* Begin STORED DATA *
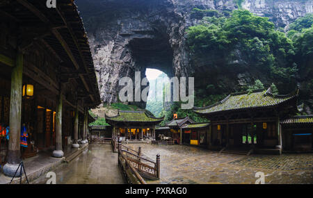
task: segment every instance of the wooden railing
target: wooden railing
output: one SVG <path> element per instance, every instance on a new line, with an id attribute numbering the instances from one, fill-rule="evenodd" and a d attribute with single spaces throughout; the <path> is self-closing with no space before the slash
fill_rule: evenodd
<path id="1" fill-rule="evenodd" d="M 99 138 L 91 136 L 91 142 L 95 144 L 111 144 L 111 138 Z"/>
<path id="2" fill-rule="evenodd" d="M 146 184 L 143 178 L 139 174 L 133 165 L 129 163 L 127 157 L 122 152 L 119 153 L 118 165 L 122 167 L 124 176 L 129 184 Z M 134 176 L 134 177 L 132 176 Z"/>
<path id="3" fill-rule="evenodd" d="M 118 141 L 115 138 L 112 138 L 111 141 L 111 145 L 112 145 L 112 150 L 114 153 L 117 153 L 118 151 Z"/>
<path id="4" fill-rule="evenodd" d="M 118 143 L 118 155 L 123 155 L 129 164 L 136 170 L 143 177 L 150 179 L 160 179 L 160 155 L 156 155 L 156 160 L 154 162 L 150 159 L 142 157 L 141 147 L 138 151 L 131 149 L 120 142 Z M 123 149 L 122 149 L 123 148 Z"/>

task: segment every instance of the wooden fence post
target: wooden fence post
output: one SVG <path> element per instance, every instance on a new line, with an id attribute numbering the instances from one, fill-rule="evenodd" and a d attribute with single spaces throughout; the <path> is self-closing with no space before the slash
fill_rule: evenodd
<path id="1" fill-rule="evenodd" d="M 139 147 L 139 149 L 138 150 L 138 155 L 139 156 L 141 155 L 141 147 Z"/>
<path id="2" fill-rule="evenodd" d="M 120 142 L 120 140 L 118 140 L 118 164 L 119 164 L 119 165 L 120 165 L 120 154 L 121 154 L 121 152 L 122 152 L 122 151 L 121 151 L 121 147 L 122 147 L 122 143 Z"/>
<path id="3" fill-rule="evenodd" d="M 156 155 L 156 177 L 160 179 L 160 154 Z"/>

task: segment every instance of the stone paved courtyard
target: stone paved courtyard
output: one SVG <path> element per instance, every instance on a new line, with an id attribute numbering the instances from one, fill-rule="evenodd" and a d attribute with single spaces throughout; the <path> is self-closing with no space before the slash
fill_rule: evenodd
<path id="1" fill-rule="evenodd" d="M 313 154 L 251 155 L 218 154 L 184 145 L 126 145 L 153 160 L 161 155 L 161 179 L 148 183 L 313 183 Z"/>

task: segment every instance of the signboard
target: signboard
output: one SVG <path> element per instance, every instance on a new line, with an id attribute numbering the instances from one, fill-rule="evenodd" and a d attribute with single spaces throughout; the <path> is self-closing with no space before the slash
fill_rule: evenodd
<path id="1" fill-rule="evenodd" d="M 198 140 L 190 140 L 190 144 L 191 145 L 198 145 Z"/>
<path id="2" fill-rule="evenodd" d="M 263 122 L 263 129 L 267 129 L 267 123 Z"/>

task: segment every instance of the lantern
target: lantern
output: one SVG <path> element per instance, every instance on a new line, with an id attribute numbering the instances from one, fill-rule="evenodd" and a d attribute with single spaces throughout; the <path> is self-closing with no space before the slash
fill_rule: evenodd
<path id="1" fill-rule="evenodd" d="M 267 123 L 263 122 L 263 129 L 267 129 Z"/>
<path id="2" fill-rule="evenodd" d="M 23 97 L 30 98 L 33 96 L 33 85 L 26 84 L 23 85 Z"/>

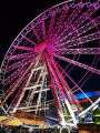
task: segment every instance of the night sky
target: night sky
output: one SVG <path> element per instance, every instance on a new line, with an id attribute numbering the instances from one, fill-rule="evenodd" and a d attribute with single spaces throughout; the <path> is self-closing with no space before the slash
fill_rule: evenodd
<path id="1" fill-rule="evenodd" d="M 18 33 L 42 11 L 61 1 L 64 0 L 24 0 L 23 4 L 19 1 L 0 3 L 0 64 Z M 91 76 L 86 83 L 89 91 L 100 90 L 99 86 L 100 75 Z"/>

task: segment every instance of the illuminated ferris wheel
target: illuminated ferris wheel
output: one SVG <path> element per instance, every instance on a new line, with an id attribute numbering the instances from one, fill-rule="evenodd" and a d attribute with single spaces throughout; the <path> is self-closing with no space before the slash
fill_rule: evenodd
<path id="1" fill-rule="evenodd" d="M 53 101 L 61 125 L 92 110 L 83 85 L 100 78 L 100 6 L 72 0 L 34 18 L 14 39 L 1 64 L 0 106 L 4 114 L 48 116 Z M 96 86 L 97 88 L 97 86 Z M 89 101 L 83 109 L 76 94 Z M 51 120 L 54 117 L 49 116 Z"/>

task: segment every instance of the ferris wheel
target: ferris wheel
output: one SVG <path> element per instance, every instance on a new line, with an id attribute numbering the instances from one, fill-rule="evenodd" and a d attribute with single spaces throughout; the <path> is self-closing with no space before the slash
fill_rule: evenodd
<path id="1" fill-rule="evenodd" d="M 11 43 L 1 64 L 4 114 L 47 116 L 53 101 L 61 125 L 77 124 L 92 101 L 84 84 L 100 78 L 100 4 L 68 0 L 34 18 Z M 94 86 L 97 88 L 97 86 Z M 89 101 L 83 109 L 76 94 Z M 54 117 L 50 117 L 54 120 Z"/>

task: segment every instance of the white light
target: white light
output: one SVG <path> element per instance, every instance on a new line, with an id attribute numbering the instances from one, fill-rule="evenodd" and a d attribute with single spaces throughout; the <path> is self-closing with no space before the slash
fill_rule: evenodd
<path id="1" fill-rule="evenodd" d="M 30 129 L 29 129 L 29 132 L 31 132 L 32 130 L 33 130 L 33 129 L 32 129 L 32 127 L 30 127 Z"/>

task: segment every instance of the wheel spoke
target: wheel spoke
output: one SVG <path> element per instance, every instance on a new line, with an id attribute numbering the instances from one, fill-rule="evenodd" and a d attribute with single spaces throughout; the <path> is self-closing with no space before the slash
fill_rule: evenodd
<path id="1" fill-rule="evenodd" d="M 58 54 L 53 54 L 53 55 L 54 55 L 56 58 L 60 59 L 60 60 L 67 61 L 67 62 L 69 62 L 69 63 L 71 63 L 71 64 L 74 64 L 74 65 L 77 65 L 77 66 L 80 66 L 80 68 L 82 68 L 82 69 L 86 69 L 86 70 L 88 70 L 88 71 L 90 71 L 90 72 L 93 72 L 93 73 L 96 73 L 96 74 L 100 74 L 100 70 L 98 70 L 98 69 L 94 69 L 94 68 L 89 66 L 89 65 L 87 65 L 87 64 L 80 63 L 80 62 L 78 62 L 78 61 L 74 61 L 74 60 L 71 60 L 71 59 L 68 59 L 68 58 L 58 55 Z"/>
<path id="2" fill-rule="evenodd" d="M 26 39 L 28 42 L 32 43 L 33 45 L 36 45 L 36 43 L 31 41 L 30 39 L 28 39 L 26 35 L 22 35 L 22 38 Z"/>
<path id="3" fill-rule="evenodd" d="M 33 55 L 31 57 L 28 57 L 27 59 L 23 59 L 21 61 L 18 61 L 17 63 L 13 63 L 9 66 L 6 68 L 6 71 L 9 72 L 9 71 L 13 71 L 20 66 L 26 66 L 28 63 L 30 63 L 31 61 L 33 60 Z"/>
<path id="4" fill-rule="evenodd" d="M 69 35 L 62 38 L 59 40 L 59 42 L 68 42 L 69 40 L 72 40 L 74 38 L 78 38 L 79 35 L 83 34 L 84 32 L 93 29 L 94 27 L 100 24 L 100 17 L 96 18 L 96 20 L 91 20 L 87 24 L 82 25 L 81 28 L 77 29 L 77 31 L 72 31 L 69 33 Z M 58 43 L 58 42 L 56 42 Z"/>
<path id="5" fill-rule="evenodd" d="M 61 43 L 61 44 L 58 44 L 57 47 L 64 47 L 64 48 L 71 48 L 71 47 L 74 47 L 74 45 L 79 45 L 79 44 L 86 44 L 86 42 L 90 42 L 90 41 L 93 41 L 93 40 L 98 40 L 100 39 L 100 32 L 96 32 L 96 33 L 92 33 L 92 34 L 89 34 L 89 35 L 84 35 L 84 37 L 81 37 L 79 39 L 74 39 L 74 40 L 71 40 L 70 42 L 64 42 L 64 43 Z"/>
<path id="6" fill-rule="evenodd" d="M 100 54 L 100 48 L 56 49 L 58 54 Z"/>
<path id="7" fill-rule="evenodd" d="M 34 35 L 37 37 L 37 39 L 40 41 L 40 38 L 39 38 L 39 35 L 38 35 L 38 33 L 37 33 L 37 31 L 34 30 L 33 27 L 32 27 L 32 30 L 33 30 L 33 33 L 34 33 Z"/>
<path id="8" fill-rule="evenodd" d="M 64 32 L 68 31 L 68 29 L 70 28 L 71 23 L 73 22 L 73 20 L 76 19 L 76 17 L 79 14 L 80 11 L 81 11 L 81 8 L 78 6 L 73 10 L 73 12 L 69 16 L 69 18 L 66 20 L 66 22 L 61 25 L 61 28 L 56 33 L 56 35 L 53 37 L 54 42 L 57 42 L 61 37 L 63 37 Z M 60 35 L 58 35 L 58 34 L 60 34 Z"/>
* End STORED DATA *
■ **THE EXERCISE**: Recast the listing from its start through the line that contains "146 184 L 143", inclusive, as a JSON list of strings with one string per line, leaving out blank lines and the pictures.

■ **TASK RESPONSE**:
[
  "task: segment every instance of the wooden railing",
  "target: wooden railing",
  "output: one SVG <path> element per instance, every instance on a new line, with an id attribute numbering the instances from one, fill-rule=\"evenodd\" and a d attribute with single spaces throughout; the <path> is self-closing with no space before the slash",
  "fill_rule: evenodd",
  "<path id=\"1\" fill-rule=\"evenodd\" d=\"M 99 138 L 91 136 L 91 142 L 95 144 L 111 144 L 111 138 Z\"/>",
  "<path id=\"2\" fill-rule=\"evenodd\" d=\"M 146 184 L 143 178 L 139 174 L 133 165 L 129 163 L 127 157 L 122 152 L 119 153 L 118 165 L 122 167 L 124 176 L 129 184 Z M 134 176 L 134 177 L 132 176 Z\"/>"
]